- Work order
Every line of the data that includes "white" should be copied out.

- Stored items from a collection
######

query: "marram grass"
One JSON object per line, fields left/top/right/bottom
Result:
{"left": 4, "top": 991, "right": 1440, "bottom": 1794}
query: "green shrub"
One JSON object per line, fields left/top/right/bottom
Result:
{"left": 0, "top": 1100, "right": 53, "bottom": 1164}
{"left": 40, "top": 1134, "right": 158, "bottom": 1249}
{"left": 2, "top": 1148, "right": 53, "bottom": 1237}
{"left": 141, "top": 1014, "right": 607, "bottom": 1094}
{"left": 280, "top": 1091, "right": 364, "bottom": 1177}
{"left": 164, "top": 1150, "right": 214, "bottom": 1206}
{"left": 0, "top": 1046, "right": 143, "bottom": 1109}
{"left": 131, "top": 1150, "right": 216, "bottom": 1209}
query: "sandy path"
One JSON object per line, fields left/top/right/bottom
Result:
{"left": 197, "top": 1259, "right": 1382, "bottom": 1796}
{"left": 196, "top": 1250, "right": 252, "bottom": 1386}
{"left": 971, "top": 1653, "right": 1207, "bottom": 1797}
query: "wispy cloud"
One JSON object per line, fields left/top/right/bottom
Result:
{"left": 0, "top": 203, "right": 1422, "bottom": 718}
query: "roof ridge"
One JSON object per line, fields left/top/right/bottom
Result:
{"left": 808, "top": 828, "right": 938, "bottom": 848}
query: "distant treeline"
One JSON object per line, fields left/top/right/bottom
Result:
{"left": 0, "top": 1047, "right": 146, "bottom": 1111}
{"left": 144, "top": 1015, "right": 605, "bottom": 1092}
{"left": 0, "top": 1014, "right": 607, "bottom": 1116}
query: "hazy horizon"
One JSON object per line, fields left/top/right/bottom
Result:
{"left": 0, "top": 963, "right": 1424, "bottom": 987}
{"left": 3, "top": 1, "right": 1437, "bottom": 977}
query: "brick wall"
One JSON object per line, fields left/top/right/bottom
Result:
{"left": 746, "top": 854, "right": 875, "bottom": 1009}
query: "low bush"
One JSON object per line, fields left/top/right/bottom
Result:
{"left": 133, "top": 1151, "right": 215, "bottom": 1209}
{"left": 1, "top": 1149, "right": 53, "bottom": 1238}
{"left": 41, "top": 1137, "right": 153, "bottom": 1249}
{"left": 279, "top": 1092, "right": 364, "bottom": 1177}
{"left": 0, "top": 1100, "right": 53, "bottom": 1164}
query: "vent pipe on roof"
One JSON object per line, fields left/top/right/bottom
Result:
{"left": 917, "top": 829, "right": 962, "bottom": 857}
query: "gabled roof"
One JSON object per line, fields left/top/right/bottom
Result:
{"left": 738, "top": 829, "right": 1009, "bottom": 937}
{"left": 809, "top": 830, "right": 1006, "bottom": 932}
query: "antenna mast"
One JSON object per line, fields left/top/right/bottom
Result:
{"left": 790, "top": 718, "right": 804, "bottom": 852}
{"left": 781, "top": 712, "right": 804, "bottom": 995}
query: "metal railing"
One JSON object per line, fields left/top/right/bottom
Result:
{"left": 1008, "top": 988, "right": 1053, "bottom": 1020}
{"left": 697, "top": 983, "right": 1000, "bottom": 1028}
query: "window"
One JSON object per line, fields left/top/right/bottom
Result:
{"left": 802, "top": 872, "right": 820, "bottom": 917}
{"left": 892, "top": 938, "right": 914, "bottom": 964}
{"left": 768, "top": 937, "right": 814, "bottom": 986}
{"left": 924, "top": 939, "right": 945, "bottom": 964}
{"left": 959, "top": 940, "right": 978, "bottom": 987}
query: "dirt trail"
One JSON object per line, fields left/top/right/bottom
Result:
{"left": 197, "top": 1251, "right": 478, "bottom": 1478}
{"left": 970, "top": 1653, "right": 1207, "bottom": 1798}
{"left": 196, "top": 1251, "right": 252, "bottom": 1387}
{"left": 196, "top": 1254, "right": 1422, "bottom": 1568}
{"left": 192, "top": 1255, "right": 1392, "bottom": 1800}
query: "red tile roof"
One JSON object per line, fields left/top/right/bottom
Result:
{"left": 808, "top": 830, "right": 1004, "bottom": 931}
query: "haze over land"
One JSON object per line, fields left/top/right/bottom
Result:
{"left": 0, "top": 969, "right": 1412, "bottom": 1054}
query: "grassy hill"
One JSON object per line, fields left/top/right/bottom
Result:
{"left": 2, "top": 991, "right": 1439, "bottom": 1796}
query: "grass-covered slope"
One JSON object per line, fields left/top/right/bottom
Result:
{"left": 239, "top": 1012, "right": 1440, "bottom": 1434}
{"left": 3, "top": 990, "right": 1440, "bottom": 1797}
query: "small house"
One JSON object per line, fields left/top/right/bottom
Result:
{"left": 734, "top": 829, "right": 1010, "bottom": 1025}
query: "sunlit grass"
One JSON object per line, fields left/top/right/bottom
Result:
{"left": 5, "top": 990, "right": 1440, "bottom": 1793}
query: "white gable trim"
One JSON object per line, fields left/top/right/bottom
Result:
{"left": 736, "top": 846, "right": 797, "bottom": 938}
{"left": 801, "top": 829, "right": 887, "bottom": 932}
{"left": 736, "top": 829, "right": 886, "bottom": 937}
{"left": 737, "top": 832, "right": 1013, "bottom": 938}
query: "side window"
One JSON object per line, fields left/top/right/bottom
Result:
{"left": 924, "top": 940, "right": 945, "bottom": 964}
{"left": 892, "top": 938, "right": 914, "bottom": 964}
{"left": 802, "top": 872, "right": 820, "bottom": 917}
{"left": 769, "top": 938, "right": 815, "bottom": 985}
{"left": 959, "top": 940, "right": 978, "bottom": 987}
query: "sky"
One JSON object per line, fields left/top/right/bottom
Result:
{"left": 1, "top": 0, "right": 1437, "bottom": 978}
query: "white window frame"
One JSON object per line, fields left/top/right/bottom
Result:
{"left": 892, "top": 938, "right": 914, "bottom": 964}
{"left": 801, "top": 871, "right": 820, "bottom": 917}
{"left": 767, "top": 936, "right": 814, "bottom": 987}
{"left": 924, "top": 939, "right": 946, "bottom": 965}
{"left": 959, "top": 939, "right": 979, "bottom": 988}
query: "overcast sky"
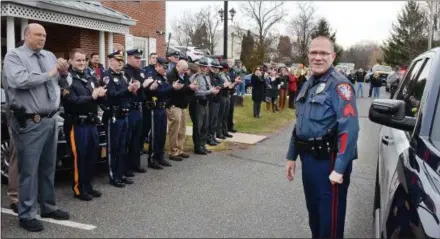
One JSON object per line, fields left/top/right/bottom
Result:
{"left": 166, "top": 1, "right": 407, "bottom": 49}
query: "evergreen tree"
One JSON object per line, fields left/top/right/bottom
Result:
{"left": 311, "top": 18, "right": 343, "bottom": 65}
{"left": 240, "top": 30, "right": 255, "bottom": 69}
{"left": 382, "top": 1, "right": 427, "bottom": 66}
{"left": 191, "top": 23, "right": 209, "bottom": 49}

######

- Response area
query: "white gable trim"
query: "white window frame"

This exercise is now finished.